▶ _Приведённый текст_
+ + + +
Между прошлым и будущим. Восемь упражнений в политической мысли — страница 58 из 59

[231]. Беда в том, что если что-то невозможно описать на языке „предрассудков“ человеческого ума, то это невозможно описать на каком бы то ни было человеческом языке; это вообще нельзя описать, а математические операции хотя и выражают это, но не описывают. Бор еще надеялся, что поскольку „никакой опыт нельзя проанализировать в отсутствие логической рамки“, то и эти новые виды опыта, когда придет время, найдут свое место благодаря „надлежащему расширению понятийной схемы“, которое вдобавок устранит все имеющиеся парадоксы и „явные диссонансы“[232]. Но, боюсь, эти надежды ждет крушение. Категории и идеи человеческого разума проистекают в конечном счете из человеческого чувственного опыта, а все термины, описывающие наши интеллектуальные способности, как и добрая часть понятийного аппарата, взяты из мира чувств и используются метафорически. К тому же человеческий мозг, который вроде бы как раз и занимается мышлением, так же посюсторонен и привязан к земному миру, как и любая другая часть человеческого тела. Именно абстрагировавшись от этих земных условий, обратившись к способности воображения и абстракции, которая должна была, так сказать, поднять человеческий ум над сферой земного притяжения и посмотреть на нее снизу вверх из некой точки во вселенной, современная наука пришла к своим самым славным и одновременно самым озадачивающим достижениям.
+ + + +
▶ _Исходные данные_
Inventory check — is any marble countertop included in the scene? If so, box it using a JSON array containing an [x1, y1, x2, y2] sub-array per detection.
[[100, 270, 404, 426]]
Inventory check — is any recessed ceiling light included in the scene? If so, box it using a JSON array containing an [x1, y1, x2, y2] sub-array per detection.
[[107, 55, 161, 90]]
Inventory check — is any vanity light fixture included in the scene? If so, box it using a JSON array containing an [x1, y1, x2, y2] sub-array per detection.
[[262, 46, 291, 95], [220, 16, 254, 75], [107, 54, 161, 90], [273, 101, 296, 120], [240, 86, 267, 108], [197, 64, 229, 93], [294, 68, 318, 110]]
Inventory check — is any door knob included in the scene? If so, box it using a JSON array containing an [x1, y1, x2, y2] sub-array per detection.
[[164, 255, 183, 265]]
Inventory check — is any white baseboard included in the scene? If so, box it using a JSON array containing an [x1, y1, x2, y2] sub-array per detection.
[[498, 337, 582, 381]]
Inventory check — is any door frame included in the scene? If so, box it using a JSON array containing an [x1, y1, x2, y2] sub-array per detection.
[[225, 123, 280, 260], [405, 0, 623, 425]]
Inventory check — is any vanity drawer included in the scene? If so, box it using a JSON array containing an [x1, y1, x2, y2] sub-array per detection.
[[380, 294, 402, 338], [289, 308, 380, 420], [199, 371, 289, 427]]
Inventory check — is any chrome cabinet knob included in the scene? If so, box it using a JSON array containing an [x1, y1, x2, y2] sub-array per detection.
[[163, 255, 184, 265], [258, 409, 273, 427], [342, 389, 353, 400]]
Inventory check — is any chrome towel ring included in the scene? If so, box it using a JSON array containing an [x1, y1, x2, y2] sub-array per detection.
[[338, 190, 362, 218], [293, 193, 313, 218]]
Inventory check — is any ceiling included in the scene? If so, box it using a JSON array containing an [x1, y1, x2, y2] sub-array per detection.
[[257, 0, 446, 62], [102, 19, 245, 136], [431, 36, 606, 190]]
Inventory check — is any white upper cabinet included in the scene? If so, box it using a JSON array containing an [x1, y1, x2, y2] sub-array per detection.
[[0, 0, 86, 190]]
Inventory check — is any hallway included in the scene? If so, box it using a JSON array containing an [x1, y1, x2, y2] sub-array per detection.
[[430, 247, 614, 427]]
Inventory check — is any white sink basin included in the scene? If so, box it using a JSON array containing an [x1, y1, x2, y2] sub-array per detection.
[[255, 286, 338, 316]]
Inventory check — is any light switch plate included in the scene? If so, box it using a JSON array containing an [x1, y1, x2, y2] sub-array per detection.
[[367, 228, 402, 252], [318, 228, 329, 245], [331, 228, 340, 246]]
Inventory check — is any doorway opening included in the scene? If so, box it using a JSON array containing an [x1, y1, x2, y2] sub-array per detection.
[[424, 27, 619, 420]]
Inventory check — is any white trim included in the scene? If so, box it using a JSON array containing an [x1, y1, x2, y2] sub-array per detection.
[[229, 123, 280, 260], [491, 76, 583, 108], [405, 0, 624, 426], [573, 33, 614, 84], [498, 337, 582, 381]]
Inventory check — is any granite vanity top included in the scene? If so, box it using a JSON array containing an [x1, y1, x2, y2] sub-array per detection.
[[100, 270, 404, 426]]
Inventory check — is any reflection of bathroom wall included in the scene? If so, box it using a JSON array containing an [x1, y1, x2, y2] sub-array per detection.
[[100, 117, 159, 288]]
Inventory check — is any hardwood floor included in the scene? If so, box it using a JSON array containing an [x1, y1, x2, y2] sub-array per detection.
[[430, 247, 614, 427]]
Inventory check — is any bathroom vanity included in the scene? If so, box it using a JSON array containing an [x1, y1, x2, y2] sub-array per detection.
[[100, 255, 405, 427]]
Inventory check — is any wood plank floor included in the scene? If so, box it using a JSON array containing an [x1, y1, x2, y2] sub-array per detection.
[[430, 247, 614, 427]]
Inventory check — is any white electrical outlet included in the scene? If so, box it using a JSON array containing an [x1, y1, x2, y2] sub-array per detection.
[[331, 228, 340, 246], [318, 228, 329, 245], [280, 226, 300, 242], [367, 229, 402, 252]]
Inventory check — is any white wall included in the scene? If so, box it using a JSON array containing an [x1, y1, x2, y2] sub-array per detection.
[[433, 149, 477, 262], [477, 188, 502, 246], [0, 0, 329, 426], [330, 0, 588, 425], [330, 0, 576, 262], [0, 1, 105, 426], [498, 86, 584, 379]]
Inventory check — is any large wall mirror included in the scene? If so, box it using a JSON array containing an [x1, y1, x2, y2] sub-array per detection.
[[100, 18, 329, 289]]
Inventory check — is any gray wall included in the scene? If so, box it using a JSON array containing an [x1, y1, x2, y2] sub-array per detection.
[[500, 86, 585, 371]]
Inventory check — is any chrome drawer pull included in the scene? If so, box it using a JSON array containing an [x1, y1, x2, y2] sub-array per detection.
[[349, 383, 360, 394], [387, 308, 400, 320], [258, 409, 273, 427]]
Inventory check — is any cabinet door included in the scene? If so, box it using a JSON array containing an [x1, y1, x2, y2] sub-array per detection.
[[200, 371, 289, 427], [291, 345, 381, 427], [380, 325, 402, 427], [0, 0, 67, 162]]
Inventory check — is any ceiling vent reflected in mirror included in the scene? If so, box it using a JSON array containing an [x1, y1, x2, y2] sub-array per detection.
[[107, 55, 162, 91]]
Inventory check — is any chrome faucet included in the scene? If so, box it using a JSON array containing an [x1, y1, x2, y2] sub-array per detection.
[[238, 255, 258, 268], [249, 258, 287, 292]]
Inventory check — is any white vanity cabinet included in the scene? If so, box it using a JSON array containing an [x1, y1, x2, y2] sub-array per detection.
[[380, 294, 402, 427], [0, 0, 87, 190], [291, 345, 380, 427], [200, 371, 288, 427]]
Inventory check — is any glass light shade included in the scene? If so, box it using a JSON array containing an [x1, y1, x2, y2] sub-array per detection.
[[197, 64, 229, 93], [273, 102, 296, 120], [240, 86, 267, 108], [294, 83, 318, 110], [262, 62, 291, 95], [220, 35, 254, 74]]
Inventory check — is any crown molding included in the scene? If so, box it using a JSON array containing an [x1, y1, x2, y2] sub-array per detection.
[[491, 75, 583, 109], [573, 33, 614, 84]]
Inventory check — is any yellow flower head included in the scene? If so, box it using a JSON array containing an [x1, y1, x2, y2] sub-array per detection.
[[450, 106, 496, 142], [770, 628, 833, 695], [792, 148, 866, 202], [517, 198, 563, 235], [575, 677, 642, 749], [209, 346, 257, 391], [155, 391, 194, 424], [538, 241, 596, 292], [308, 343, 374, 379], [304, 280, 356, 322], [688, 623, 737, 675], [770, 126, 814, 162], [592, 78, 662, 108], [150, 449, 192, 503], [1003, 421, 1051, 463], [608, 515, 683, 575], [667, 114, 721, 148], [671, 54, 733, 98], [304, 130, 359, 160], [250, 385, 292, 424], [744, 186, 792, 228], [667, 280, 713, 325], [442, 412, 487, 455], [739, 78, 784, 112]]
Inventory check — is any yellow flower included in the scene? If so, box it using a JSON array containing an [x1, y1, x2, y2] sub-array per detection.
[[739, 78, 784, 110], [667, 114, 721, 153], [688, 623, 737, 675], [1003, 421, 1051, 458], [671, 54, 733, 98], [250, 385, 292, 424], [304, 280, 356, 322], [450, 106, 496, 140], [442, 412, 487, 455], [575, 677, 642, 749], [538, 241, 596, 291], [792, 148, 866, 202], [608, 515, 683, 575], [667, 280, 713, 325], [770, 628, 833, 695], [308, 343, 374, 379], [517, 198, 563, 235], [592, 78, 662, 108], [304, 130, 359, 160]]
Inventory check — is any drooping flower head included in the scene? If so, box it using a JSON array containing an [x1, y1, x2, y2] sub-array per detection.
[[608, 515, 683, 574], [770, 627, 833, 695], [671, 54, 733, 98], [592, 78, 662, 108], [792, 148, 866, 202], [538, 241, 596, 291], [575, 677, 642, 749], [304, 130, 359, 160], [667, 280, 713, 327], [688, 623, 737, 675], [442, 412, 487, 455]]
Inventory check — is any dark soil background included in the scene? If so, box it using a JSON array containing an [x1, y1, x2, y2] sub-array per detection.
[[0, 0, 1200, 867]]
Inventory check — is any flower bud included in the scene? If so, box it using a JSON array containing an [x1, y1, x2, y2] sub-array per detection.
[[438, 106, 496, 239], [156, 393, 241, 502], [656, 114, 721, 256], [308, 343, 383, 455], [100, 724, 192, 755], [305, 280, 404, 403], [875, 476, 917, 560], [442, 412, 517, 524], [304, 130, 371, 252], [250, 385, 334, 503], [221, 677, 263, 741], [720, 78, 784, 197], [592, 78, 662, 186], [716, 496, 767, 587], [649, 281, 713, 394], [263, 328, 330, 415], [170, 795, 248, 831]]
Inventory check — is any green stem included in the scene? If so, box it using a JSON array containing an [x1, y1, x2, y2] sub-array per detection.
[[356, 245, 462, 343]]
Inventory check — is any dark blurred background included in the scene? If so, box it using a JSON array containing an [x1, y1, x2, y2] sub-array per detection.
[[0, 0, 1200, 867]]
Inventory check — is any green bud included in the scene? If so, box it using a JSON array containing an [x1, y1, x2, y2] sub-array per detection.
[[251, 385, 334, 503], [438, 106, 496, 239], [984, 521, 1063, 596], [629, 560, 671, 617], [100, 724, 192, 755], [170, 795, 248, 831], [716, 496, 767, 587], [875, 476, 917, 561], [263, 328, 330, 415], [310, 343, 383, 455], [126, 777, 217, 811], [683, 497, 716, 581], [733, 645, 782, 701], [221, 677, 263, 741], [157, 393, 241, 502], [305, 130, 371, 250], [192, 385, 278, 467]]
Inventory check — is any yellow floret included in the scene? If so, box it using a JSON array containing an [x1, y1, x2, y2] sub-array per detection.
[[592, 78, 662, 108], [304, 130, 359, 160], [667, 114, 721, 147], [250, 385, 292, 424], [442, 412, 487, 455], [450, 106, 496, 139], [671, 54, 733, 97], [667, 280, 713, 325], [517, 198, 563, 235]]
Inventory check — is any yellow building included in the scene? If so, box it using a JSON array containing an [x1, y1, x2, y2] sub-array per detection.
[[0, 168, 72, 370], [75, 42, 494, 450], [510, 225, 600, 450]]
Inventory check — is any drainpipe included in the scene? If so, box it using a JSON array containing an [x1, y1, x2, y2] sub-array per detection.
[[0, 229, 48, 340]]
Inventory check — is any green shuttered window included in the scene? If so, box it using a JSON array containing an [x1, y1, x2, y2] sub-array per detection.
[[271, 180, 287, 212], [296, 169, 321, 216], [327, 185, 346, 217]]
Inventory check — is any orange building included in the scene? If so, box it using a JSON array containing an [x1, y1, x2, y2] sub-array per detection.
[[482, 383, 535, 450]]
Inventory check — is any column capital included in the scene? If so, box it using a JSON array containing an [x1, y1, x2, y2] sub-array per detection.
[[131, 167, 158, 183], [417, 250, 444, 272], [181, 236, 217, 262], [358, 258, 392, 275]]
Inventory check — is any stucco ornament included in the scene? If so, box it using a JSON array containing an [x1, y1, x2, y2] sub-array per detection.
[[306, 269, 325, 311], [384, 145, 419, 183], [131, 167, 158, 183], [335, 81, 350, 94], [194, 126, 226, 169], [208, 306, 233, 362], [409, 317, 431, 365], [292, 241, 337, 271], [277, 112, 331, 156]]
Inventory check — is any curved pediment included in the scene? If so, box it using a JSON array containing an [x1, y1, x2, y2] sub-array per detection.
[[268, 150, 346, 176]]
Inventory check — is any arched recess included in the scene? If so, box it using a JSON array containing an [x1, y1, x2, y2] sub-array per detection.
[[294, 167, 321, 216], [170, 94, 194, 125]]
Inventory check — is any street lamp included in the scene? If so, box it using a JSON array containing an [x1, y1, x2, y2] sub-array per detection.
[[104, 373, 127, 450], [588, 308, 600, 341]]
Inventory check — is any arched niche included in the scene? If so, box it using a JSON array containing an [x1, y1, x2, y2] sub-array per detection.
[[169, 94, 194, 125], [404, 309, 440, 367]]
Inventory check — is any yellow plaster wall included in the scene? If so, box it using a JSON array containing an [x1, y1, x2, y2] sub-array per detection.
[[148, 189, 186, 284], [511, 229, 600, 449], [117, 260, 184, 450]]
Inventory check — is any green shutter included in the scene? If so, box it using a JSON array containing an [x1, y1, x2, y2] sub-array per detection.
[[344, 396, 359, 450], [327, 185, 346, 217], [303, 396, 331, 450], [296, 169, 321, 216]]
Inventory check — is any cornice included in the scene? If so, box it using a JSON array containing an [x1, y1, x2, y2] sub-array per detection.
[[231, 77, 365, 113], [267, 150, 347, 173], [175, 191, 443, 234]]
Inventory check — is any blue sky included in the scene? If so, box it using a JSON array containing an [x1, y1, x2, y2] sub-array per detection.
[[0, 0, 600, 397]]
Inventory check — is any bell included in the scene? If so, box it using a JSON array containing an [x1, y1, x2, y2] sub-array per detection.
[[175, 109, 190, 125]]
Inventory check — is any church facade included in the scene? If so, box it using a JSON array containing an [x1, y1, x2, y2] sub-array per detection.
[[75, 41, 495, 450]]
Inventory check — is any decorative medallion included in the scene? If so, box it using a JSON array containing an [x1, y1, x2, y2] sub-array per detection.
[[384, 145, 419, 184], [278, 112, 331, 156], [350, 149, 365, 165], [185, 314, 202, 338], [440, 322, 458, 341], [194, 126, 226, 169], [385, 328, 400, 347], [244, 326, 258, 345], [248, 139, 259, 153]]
+ + + +
▶ _Что сделать_
Определите, согласуются ли с приведённым выше текстом о границах человеческого языка три утверждения: (а) Бор надеялся, что новые виды опыта со временем найдут место в расширенной понятийной схеме; (б) математические операции описывают то, что нельзя описать человеческим языком; (в) человеческий мозг привязан к земному миру так же, как другие части тела. На каждое ответьте «да» или «нет» и приведите решающие слова текста дословно.

▶ _Готовый ответ_
(а) Да: «эти новые виды опыта, когда придет время, найдут свое место благодаря „надлежащему расширению понятийной схемы“».
(б) Нет: «математические операции хотя и выражают это, но не описывают».
(в) Да: «так же посюсторонен и привязан к земному миру, как и любая другая часть человеческого тела».